■ REQUIREMENTS ■
Quote the rows below without change, from the line with "Where can you spot the front bumper" to the line with "column 683, row 529", both of those lines included.

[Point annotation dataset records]
--------------------------------------------------

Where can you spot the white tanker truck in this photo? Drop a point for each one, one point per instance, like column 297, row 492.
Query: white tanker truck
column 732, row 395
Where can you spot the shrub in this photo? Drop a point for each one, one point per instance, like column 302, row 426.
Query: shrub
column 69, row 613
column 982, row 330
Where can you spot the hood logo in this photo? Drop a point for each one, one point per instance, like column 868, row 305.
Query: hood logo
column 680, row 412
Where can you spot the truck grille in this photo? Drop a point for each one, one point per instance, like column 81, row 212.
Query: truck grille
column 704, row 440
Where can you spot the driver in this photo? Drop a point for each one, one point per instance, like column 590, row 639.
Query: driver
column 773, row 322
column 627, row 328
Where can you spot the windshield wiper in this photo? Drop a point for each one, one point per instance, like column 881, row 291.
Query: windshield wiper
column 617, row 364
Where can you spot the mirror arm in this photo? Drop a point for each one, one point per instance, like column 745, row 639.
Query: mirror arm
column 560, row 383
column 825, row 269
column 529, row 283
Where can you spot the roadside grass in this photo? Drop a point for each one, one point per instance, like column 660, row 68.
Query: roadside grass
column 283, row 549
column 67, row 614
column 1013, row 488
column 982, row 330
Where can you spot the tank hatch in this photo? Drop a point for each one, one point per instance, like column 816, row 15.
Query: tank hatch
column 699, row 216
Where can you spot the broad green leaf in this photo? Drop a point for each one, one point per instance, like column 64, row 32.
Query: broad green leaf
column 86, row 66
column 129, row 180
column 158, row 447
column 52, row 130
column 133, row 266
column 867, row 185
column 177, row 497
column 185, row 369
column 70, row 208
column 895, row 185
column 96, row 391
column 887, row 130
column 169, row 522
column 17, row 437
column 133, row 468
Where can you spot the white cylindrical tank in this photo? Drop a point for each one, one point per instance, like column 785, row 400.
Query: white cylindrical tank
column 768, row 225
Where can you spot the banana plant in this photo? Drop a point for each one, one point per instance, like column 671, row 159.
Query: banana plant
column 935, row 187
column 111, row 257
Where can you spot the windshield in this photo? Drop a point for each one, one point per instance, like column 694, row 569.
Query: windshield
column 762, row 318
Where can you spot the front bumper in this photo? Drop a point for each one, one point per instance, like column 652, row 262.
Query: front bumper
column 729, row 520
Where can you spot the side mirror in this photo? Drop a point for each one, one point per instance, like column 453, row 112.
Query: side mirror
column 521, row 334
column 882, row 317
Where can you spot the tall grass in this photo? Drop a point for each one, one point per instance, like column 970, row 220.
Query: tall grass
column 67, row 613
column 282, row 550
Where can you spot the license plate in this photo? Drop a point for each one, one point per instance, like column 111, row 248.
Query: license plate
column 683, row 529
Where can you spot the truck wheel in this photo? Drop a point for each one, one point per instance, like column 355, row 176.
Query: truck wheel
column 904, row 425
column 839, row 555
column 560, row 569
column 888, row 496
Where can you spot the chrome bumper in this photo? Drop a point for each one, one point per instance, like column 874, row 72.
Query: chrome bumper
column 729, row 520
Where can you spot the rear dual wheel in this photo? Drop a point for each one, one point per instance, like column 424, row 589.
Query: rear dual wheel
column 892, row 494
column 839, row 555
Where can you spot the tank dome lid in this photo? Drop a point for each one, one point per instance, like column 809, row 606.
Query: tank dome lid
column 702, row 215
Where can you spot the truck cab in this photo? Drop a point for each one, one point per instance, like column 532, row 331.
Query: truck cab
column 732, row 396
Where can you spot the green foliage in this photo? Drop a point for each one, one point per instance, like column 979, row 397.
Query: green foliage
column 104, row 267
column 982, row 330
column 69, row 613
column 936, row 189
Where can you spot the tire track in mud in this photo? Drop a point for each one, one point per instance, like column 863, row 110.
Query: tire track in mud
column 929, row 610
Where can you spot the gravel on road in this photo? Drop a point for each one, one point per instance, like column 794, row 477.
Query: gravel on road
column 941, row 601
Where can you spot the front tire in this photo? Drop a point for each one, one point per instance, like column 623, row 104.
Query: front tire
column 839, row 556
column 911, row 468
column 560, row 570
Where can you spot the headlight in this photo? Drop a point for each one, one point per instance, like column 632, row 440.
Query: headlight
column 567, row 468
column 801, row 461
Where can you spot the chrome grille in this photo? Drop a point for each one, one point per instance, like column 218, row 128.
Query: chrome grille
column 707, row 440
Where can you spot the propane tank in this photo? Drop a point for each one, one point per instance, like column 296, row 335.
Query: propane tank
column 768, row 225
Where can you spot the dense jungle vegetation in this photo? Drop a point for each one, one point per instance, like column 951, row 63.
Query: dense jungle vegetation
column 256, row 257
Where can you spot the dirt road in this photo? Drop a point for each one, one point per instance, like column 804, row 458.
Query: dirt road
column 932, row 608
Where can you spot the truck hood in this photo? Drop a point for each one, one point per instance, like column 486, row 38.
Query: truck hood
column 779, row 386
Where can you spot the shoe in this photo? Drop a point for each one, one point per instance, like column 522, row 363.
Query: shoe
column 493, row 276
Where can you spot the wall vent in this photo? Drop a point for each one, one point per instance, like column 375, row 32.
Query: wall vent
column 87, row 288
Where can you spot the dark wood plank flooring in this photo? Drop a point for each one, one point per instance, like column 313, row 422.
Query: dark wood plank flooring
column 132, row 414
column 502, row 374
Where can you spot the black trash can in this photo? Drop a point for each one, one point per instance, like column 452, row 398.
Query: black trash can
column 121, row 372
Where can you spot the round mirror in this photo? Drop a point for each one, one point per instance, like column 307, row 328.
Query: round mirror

--------------------------------------------------

■ REPLY TO THE TASK ■
Where can you spot the front bumper in this photo? Drop a point for each one, one point per instance, like column 652, row 262.
Query: front bumper
column 729, row 520
Where can you spot the side mirror in this photo? Drop a point for each one, one point per instance, like column 453, row 112.
Query: side mirror
column 521, row 334
column 882, row 317
Where can you spot the tall grass in this photo? Drop a point for each one, one point per instance, like column 970, row 220.
Query: tall grass
column 67, row 613
column 282, row 550
Where can you spot the license plate in this photo? Drop a point for each one, one point per instance, like column 111, row 248.
Query: license plate
column 683, row 529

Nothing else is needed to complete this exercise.